- [Stored records]:
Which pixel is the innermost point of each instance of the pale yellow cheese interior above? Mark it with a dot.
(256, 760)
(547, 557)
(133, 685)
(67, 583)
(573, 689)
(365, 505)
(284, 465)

- [Written task]: Return every entry above word for word, without changing anything.

- [Reply to the exercise]:
Which pixel is the innermost point of each instance of the pale yellow cheese interior above? Mark it with a dot.
(256, 760)
(547, 557)
(133, 685)
(67, 583)
(573, 689)
(365, 505)
(284, 465)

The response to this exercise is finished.